> _Directive_
Turn every line of the rows below into a JSON list of strings, one string per line, leaving out any blank lines.
=== Records provided ===
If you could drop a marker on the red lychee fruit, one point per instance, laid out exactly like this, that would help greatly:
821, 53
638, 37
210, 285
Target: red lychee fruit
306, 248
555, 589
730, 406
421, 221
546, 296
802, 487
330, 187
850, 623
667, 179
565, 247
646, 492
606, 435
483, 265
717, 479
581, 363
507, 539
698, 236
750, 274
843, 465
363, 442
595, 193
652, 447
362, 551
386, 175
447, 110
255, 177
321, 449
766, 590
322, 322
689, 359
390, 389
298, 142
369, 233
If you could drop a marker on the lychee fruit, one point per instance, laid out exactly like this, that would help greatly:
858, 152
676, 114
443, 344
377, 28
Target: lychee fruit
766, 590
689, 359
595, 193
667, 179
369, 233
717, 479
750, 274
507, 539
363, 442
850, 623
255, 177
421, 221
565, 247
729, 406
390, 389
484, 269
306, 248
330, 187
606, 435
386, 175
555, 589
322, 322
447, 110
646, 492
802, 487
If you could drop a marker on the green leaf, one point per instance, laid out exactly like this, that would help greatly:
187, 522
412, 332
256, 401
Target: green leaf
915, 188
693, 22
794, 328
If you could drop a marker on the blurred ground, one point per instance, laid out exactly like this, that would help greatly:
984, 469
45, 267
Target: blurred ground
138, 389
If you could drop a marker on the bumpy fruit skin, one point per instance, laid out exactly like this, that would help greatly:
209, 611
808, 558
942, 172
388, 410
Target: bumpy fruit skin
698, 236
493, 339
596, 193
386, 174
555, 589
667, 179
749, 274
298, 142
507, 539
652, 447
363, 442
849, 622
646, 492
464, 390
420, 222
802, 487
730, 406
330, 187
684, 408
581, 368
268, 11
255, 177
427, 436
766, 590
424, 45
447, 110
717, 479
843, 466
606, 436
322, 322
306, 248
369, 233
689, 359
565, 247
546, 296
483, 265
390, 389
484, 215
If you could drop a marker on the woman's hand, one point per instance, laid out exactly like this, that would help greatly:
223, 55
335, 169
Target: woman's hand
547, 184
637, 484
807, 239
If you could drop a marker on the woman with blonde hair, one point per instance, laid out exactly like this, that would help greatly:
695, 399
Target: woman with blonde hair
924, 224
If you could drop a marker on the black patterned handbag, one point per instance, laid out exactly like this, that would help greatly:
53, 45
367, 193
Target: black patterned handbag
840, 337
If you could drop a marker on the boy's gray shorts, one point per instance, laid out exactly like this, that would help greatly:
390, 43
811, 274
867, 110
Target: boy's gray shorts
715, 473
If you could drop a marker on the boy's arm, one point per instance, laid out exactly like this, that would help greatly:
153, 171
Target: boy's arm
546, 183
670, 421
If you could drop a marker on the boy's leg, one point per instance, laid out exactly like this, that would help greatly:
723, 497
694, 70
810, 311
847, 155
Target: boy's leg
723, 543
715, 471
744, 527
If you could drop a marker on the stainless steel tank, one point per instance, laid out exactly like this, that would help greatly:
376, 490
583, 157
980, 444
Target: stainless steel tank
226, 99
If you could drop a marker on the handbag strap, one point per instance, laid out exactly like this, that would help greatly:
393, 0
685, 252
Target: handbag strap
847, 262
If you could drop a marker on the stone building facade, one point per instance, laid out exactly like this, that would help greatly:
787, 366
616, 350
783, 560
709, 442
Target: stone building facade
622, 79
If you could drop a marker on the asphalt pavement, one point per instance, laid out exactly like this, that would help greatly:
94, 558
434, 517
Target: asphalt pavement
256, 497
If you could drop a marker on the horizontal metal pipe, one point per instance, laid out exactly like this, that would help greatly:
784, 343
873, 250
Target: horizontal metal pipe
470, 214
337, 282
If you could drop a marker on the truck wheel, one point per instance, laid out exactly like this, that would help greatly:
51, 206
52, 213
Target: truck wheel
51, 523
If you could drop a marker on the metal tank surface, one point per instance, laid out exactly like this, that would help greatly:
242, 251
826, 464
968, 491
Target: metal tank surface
===
> _Answer to this exercise_
[
  "If you could drop a marker on the red lychee fruit, one point per instance, laid out exactly like this, that would help greatly:",
  "821, 53",
  "638, 37",
  "210, 285",
  "Target: red lychee fruit",
  "306, 248",
  "555, 589",
  "730, 406",
  "421, 221",
  "546, 296",
  "802, 487",
  "330, 187",
  "850, 623",
  "667, 179",
  "565, 247",
  "646, 492",
  "606, 435",
  "483, 265",
  "717, 479",
  "581, 363",
  "507, 539",
  "698, 236",
  "750, 274",
  "843, 465",
  "363, 442",
  "595, 193",
  "652, 447",
  "362, 551",
  "386, 175",
  "447, 110",
  "255, 177",
  "321, 449",
  "766, 590",
  "322, 322",
  "689, 359",
  "390, 389",
  "298, 142",
  "369, 233",
  "If you could drop a marker on the lychee fruit, one point per instance, laid out exactly like this, that would help greatly:",
  "858, 152",
  "676, 114",
  "443, 344",
  "377, 28",
  "Target: lychee fruit",
  "766, 590",
  "689, 359",
  "595, 193",
  "667, 179",
  "369, 233",
  "717, 479",
  "750, 274",
  "507, 539",
  "363, 442",
  "850, 623",
  "255, 177",
  "421, 221",
  "565, 247",
  "729, 406",
  "390, 389",
  "484, 269",
  "306, 248",
  "330, 187",
  "606, 435",
  "386, 175",
  "555, 589",
  "322, 322",
  "447, 110",
  "646, 492",
  "802, 487",
  "If you could drop a marker on the green leaf, one point per instance, laid out exactly like this, that would help greatly:",
  "187, 522",
  "412, 332",
  "256, 401",
  "Target: green leaf",
  "915, 188",
  "693, 22",
  "794, 328",
  "If you could drop a marker on the blurred ground, one point per instance, laid out exactly like this, that would help greatly:",
  "984, 469",
  "45, 267",
  "Target: blurred ground",
  "138, 389",
  "If you could drop a marker on the bumpy fruit skin, one point per instance, laid out exactly like this, that would help greatly:",
  "209, 611",
  "808, 558",
  "942, 172",
  "388, 410",
  "Target: bumpy fruit skin",
  "698, 236",
  "493, 339",
  "596, 193",
  "386, 174",
  "555, 589",
  "667, 179",
  "749, 274",
  "298, 142",
  "507, 539",
  "652, 447",
  "363, 442",
  "849, 622",
  "646, 492",
  "464, 390",
  "420, 222",
  "802, 487",
  "730, 406",
  "330, 187",
  "684, 408",
  "581, 368",
  "268, 11",
  "255, 177",
  "427, 436",
  "766, 590",
  "424, 45",
  "447, 110",
  "717, 479",
  "843, 466",
  "606, 436",
  "322, 322",
  "306, 248",
  "369, 233",
  "689, 359",
  "565, 247",
  "546, 296",
  "483, 265",
  "390, 389",
  "484, 215",
  "If you could drop a marker on the woman's hand, one point per instance, laid out exactly like this, that would help greatly:",
  "223, 55",
  "335, 169",
  "Target: woman's hand",
  "547, 184",
  "637, 484",
  "807, 239",
  "If you could drop a marker on the woman with blonde hair, one point per instance, laid out exactly like this, that would help greatly:",
  "695, 399",
  "Target: woman with blonde hair",
  "924, 224",
  "If you could drop a marker on the black patterned handbag, one point per instance, laid out exactly like this, that would help greatly:",
  "53, 45",
  "367, 193",
  "Target: black patterned handbag",
  "840, 337",
  "If you could drop a marker on the boy's gray shorts, one point per instance, laid out exactly like this, that would help greatly:",
  "390, 43",
  "811, 274",
  "867, 110",
  "Target: boy's gray shorts",
  "715, 473",
  "If you could drop a marker on the boy's arm, one point per instance, laid out exactly like this, that would help greatly:",
  "153, 171",
  "Target: boy's arm",
  "546, 183",
  "670, 421",
  "If you could drop a marker on the boy's leg, one point per instance, laid out exactly like this, that would help greatly:",
  "723, 497",
  "694, 70",
  "810, 311",
  "847, 155",
  "Target: boy's leg",
  "723, 543",
  "715, 471",
  "744, 527",
  "If you could drop a marker on the stainless steel tank, one point per instance, laid out exactly like this, that would help greatly:",
  "376, 490",
  "583, 157",
  "980, 444",
  "Target: stainless steel tank",
  "226, 99",
  "If you could drop a marker on the handbag strap, one point per instance, laid out exactly like this, that would help greatly:",
  "393, 0",
  "685, 252",
  "Target: handbag strap",
  "847, 262",
  "If you could drop a marker on the stone building facade, one point per instance, laid out exactly like this, that would help greatly:",
  "787, 366",
  "616, 350",
  "783, 560",
  "709, 442",
  "Target: stone building facade",
  "622, 79",
  "If you could drop a marker on the asphalt pavement, one point per instance, laid out exactly like this, that would help greatly:",
  "94, 558",
  "434, 517",
  "Target: asphalt pavement",
  "256, 497",
  "If you could drop a marker on the horizontal metal pipe, one point per instance, laid out exactly like this, that would help greatly:",
  "784, 343",
  "873, 250",
  "Target: horizontal metal pipe",
  "470, 214",
  "337, 282",
  "If you could drop a marker on the truck wheel, one point per instance, laid out exactly like this, that would help greatly:",
  "51, 206",
  "52, 213",
  "Target: truck wheel",
  "51, 523",
  "If you could drop a marker on the metal tank surface, one point per instance, laid out exactly like this, that would help greatly:",
  "242, 251",
  "826, 464",
  "968, 491",
  "Target: metal tank surface"
]